DOCUMENT PASSAGE >>
--- --- ---

Another murder mystery from America’s favourite sandpit: a McClatchy website reports that “American soldiers opened fire and killed a 12-year old boy after a grenade hit their convoy in Mosul on Thursday”. Did the US military mistake a pre-pubescent child for an insurgent, as friends of the boy believe? Or was it, as the US military spokesman stated, a case of “insurgents paying children to conduct these attacks or assist the attackers in some capacity, undoubtedly placing the children in harm’s way”? Can this mystery be solved without a psychic medium?
Eye witness Ahmed Iz-Aldeen, 56, said the person who threw the grenade was not a boy, but a man in his twenties. Reuters reported Iraqi police statements that the boy, Omar Musa Salih, had not been involved in the grenade throwing. “A 12-year-old child was killed by U.S. soldiers’ random fire” was the line Iraqi news agency Aswat al-Iraq decided to publish; “The incident occurred in Ras al-Jadah area, western Mosul, when the U.S. military opened random fire at pedestrians”, a security source told the news agency.

--- --- ---

ENTRIES SHOWN >>
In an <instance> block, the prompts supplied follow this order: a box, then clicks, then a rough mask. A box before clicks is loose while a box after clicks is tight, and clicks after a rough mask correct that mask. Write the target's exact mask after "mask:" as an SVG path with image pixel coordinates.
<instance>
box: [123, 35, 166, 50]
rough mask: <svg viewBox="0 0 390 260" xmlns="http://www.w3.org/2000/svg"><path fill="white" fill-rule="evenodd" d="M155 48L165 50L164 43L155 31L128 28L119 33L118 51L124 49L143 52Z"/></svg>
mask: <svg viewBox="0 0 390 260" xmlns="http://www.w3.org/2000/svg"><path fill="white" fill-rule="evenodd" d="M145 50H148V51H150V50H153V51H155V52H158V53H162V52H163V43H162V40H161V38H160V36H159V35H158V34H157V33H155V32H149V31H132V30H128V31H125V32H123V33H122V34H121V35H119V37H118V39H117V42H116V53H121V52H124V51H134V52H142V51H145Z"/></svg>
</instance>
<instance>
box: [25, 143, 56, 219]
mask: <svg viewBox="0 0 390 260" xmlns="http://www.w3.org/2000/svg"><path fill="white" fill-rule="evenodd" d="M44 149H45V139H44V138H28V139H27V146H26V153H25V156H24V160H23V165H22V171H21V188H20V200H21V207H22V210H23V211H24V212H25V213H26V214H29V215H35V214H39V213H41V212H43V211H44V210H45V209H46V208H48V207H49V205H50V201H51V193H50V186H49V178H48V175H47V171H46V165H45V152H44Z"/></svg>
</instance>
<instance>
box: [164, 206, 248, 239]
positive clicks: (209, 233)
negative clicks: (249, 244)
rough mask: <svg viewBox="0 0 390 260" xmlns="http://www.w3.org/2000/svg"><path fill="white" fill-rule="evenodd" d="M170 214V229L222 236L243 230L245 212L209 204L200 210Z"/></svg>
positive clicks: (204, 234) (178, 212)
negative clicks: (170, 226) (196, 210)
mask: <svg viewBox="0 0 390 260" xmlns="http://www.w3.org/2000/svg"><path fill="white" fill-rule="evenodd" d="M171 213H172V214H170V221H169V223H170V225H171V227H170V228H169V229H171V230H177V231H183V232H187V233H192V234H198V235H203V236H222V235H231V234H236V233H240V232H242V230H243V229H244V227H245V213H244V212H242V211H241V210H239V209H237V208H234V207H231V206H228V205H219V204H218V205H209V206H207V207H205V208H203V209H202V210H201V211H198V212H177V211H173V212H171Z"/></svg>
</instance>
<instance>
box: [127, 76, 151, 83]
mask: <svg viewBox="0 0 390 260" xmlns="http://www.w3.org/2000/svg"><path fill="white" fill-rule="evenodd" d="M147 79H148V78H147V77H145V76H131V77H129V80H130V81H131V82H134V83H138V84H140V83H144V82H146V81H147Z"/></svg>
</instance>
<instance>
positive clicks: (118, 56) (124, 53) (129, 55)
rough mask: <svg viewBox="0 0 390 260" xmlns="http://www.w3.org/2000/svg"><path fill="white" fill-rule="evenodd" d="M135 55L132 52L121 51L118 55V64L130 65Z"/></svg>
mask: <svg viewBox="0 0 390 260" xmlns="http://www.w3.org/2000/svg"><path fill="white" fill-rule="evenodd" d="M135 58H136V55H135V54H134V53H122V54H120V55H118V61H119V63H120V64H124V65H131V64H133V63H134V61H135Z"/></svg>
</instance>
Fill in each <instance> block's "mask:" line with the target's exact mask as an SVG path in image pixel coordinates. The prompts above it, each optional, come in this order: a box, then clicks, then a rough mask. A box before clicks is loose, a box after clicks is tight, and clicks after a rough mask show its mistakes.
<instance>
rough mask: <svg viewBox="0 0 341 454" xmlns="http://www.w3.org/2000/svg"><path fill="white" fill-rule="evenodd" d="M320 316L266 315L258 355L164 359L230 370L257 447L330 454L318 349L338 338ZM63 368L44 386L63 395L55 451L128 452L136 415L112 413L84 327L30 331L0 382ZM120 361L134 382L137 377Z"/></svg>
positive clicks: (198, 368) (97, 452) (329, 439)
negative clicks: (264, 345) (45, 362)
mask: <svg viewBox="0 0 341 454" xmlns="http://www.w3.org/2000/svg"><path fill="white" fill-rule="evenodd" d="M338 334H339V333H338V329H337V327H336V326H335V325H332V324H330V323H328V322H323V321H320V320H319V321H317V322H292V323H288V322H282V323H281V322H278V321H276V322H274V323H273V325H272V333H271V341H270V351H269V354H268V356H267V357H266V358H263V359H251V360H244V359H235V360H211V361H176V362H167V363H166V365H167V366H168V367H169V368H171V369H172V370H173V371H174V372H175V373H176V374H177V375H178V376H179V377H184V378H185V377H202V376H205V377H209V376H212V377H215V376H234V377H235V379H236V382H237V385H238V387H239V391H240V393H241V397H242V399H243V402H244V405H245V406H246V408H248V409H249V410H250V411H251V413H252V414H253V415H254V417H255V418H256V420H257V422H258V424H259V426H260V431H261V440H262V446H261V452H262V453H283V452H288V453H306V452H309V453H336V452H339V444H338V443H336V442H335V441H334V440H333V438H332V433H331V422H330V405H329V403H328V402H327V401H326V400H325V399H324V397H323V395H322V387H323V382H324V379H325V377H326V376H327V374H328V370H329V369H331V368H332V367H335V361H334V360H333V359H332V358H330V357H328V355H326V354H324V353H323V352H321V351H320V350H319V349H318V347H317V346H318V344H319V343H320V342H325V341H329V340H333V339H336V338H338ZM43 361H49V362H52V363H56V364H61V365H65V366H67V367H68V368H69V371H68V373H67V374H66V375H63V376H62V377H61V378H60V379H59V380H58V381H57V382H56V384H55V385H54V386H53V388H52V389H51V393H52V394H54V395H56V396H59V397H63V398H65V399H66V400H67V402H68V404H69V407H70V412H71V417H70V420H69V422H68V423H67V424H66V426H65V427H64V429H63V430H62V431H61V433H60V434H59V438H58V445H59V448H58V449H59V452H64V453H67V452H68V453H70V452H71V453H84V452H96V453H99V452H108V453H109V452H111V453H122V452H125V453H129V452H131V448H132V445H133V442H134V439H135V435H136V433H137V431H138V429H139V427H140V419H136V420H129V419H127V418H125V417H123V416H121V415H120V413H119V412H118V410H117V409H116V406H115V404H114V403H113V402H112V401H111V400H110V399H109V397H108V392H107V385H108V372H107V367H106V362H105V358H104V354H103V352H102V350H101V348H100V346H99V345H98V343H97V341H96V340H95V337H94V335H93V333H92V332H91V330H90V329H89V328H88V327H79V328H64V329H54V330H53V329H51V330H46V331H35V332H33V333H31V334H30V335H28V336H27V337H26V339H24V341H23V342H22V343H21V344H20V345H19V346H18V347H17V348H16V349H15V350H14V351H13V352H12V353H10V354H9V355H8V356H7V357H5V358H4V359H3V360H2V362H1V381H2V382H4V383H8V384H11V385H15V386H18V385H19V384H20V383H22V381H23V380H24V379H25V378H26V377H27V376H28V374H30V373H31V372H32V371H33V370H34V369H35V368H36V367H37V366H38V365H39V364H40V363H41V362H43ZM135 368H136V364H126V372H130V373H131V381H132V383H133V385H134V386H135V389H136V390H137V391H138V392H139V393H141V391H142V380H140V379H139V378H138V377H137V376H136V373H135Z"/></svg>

--- --- ---

TASKS TO PERFORM >>
A – List every news organization that the passage about the boy killed in Mosul names.
B – Continue the passage about the boy killed in Mosul from where it stops.

EXERCISE RESULTS >>
A – McClatchy, Reuters, Aswat al-Iraq

B –
Jumping on the US-miltary-bashing bandwagon is easy to do, but they are a highly trained organisation; surely their protocols must leave little room for such errors? Just two months ago, another 12-year-old was killed, this time a little girl shot by the warning trooper aiming at a car speeding towards a police station.Col. Gary Volesky was left to express “his condolences to the girl’s family for the unfortunate accident” at another manifestation of fatal flaws in the system.
The killing of civilians is not always accidental; sometimes, it’s part of the job. Three years ago, CommonDreams.org reported that soldiers were under pressure to use extreme force in nearly all situations – regardless of danger to civilians. Darrell Anderson, a US marine and winner of a Purple Heart, recalled an incident in which a car, countaining two children,a man and his wife, sped past the checkpoint he was manning. When Darrell defied pressure from his buddies to shoot at the car, he was reprimanded: “My superior came over and said, ‘What are you doing’, I said, ‘Look, there’s children in the back, it’s a family, I did the right thing, it’s wrong to fire in this situation’. My superior told me: ‘No, you did the wrong thing, You will fire next time, or you will be punished, those are our orders'”. Darrell continues; “At traffic stops we kill innocent people all the time. If you are fired on from the street, you are supposed to fire on everybody that is there. If I am in a market, I shoot people who are buying groceries”.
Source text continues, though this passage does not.